Work to do — Filter the lines below, keeping every line that contains the string "deck" and copying each one unchanged.

Items listed in the dataset:
-------
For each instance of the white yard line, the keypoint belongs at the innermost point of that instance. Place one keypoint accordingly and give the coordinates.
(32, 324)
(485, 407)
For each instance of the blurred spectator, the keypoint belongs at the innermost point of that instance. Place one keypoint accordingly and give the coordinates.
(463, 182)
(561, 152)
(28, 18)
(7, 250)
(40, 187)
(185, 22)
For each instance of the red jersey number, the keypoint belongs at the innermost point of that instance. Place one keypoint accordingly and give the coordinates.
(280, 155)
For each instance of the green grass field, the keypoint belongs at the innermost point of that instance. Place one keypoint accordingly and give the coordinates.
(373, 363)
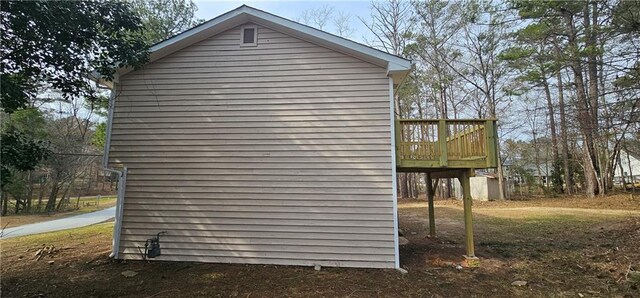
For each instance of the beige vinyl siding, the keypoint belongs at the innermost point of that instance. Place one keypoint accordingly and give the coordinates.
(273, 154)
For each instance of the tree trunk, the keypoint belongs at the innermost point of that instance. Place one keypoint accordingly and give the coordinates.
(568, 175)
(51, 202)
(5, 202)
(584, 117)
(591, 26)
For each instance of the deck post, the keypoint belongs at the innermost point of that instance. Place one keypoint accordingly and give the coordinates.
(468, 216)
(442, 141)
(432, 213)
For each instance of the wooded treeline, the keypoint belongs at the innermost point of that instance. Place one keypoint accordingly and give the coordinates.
-------
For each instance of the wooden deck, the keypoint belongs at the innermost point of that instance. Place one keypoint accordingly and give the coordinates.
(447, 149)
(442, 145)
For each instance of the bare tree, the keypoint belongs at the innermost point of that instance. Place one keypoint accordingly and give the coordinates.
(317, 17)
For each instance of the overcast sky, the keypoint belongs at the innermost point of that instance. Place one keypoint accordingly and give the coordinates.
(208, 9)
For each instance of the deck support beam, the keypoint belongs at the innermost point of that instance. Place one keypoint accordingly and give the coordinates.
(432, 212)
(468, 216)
-------
Solution —
For each instance of the deck post, the keypoint belongs at the innermost point of that instance. Place one keypoint accordingly and give the coordinates.
For each instance of the wooden deck, the keypoint belongs at the innermost point of that instance. Place one keypoint accordingly and give the coordinates.
For each instance of the deck support beam, the keypoint belongs at the innermost point of that instance. Place one keypoint accordingly and give the coordinates.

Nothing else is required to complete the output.